_Problem 1:_ According to the passage on the 2009 Garma Key Forum, where and when will the Forum take place?
_Problem 2:_ Update the passage on the 2009 Garma Key Forum. Begin at the words "All sectors within", stop after "wider Australian community.", and put "survival" in place of "immortality".

In keeping with tradition, the 2009 Garma Key Forum will take place over three days at Gulkula from 8-10 August, on the traditional land of the Yolngu people in north east Arnhem Land. The Garma site is, of itself, a symbol of Indigenous cultural strength. In essence, the Garma Key Forum incorporates a much more comprehensive Australia-wide view of Indigenous circumstances than those that influence the Indigenous peoples of north east Arnhem Land. However, the sheer strength of the cultural traditions of the peoples of that region and the significance of their country is never absent from the proceedings and this has a distinctly positive effect on the directions and outcomes of the Forum.
This year, the 2009 Garma Key Forum will highlight the breadth, depth and innovations within Indigenous Creative Industries: opportunities, culture and knowledge. As always, the Forum is specifically designed to contribute to the Garma Festival’s celebration of Indigenous culture.
The Forum will include important discussions covering issues and practices surrounding cultural outputs and inputs, and commercial opportunities afforded Indigenous Australians through training, development and practice in:
- Design
- Music, composition, publishing and audio
- Graphic art
- Multimedia
- Film and photography
- Performance arts
- Visual arts
- Broadcasting and electronic media
- New media – animation, games, internet content design
- Professional writing and editing
One of the central issues and challenges to be discussed at the Key Forum on Creative Industries will be the extent and nature of how Creative industries interface with Indigenous Australians, including cultural and commercial rights, intellectual property rights, economic opportunities, and the place of traditional art.
In the process, the Key Forum participants will explore and illustrate:
- the indefatigable vitality that endlessly supports the passage and survival of Indigenous knowledge;
- the spiritual and traditional source of people’s personal stamina;
- the cultural source of social and community wellbeing; and,
- the creativity, strength and determination required to pursue Indigenous economic development.
All sectors within Indigenous Creative Industries are a demonstration of the continuity of cultural knowledge and, through that, the significance of Country as the living foundation for Indigenous social, cultural and economic wellbeing. Indigenous Creative Industries provide critically important opportunities for Indigenous Australians to maintain their own economic independence as well as the immortality of their traditional cultural knowledge within the diversity of the wider Australian community.
These, and related issues, arose at the 20 20 Conference in 2008. Indigenous Creative Industries emerged as one of the central themes, raising such significant questions as:
- Why we need to identify the role of government in supporting traditional and contemporary art forms, and in promoting innovation; and,
- The importance of recognising social and economic benefits of new communication technology for arts and cultural organisations. Among the many benefits that do arise are an increase in community and individual pride; self-esteem; cultural survival; the transmission of knowledge; and intergenerational knowledge.
Garma Festival programs, particularly the annual collaborative work of the Garma Panel, and the Indigenous Recording and Multimedia Training project, have produced significant creative industries outcomes and benefits. These include:
- Opportunities for the artistic and cultural skills of Indigenous people (both collectively and individually) to be recognised, celebrated and showcased and for these artists to be paid for their efforts;
- Assistance for Indigenous artists to achieve their cultural, artistic and commercial aspirations through boosts in presentation, arts activities and economic returns;
- Assistance in the professional development of Indigenous artists or arts workers in Indigenous arts organisations in arts management practices;
- Major economic benefit to entire communities through increased visitor numbers to the area; through making people aware, worldwide, of the region its history and people; through Festival-related employment; and through sales of bark paintings, yidaki and other arts and crafts.

[Stored items from a collection]
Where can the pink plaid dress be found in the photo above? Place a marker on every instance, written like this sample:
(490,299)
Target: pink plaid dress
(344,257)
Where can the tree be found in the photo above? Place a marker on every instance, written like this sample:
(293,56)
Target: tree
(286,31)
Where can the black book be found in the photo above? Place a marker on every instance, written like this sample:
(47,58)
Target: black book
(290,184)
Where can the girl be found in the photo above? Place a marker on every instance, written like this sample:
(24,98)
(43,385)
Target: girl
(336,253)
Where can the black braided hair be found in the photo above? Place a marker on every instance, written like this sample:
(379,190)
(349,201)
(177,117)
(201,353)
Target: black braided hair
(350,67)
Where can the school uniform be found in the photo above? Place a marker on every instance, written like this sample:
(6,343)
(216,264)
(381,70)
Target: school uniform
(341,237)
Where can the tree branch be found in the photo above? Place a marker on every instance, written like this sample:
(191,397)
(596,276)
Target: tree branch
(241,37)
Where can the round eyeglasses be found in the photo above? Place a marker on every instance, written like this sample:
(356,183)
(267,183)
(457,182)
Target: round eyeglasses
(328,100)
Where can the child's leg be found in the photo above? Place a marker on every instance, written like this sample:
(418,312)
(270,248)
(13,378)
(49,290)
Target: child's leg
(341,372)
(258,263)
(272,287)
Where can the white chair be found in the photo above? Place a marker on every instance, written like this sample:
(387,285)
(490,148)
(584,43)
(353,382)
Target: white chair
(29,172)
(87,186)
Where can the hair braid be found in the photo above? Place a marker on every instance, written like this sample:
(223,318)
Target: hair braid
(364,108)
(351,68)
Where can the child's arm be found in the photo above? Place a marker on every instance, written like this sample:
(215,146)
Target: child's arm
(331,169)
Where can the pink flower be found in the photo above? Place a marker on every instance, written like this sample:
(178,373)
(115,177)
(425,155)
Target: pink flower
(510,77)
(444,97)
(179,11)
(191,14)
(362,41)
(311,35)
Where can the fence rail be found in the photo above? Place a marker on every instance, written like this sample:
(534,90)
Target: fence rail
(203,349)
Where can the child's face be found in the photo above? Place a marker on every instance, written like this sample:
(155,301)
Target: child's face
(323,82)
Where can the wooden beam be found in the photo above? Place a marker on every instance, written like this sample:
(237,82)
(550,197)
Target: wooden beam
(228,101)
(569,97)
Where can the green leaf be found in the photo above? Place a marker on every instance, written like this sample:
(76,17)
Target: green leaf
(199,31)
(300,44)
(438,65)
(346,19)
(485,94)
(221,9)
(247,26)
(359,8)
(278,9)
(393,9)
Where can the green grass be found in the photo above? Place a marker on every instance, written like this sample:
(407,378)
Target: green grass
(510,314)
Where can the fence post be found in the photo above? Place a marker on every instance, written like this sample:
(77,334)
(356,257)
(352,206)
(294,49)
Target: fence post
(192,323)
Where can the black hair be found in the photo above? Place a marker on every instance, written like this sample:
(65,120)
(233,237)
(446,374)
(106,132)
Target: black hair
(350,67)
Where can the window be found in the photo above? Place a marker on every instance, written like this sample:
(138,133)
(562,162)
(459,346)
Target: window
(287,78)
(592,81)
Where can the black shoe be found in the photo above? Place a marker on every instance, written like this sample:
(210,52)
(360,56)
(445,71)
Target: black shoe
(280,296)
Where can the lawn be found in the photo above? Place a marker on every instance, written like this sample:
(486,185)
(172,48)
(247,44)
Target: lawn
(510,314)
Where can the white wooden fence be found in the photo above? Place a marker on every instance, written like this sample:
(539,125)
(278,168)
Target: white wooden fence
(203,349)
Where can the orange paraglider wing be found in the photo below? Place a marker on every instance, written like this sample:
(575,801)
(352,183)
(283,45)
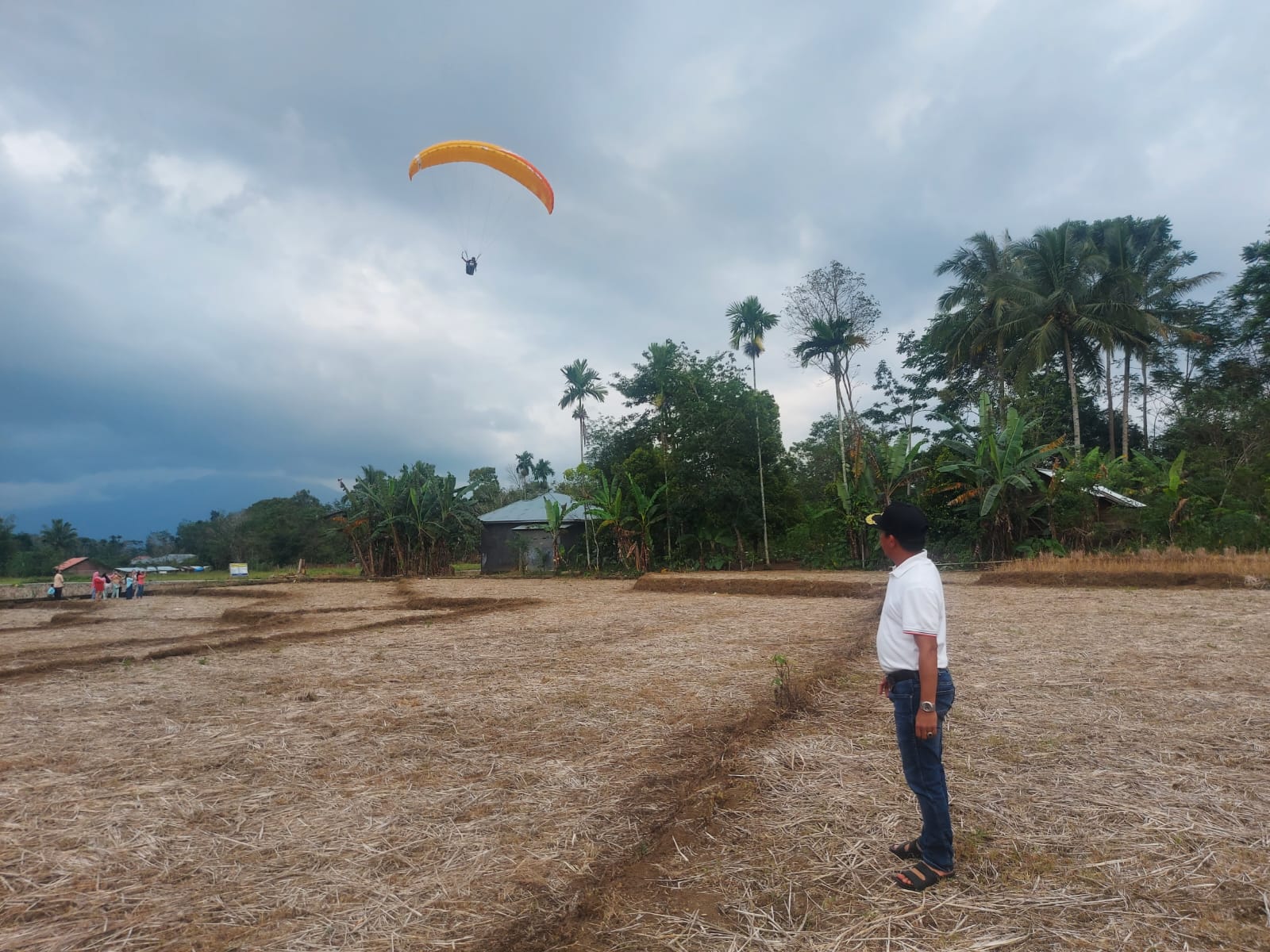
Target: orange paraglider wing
(497,158)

_Reply 1:_ At Gulkula, on the traditional land of the Yolngu people in north east Arnhem Land, from 8-10 August.

_Reply 2:_
All sectors within Indigenous Creative Industries are a demonstration of the continuity of cultural knowledge and, through that, the significance of Country as the living foundation for Indigenous social, cultural and economic wellbeing. Indigenous Creative Industries provide critically important opportunities for Indigenous Australians to maintain their own economic independence as well as the survival of their traditional cultural knowledge within the diversity of the wider Australian community.